SUPPLIED PASSAGE >>
##########

Investor Conference Call Details
Digital Realty Trust will host a conference call to discuss its 2008 third quarter results today, Wednesday, November 5, 2008 at 1:00 p.m. ET/10:00 a.m. PT. To participate in the live call, investors are invited to dial 800-240-0713 (for domestic callers) or 303-262-2053 (for international callers) at least five minutes prior to start time. A live webcast of the call will be available via the Investor Relations section of Digital Realty Trust's website at http://www.digitalrealtytrust.com. Please go to the website at least 15 minutes early to register and download and install any necessary audio software. If you are unable to listen to the live conference call, a telephone and webcast replay will be available after 12:00 pm PT on Wednesday, November 5, 2008 until 11:59 pm PT on Wednesday, November 12, 2008. The telephone replay can be accessed by dialing 800-405-2236 (for domestic callers) or 303-590-3000 (for international callers) and using reservation code 11120276#. A replay of the webcast will also be archived on Digital Realty Trust's website.

##########

INFORMATION SHOWN >>
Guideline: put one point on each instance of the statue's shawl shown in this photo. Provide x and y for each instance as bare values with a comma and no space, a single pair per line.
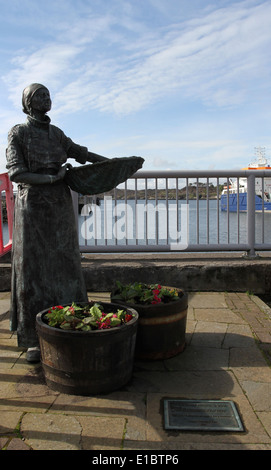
102,176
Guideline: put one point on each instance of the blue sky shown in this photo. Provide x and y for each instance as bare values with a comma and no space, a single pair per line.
183,83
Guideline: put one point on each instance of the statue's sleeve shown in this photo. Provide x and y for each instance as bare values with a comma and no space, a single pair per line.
73,150
14,153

##########

GOAL A >> According to the conference call notice, why should investors go to the website at least 15 minutes early?
GOAL B >> Write what comes next in the conference call notice, starting after its last sentence.
Nothing in the lines is needed here.

REPLY A >> Arriving at least 15 minutes early leaves time to register and to download and install any audio software needed for the live webcast.

REPLY B >>
About Digital Realty Trust, Inc.
Digital Realty Trust, Inc. owns, acquires, redevelops, develops and manages technology-related real estate. The Company is focused on providing Turn-Key Datacenter(TM) and Powered Base Building(TM) datacenter solutions for domestic and international tenants across a variety of industry verticals ranging from information technology and internet enterprises, to manufacturing and financial services. Digital Realty Trust's 74 properties, excluding one property held as an investment in an unconsolidated joint venture, contain applications and operations critical to the day-to-day operations of technology industry tenants and corporate enterprise datacenter tenants. Comprising approximately 12.9 million rentable square feet as of November 5, 2008, including 1.6 million square feet of space held for redevelopment, Digital Realty Trust's portfolio is located in 27 markets throughout North America and Europe. For additional information, please visit Digital Realty Trust's website at http://www.digitalrealtytrust.com.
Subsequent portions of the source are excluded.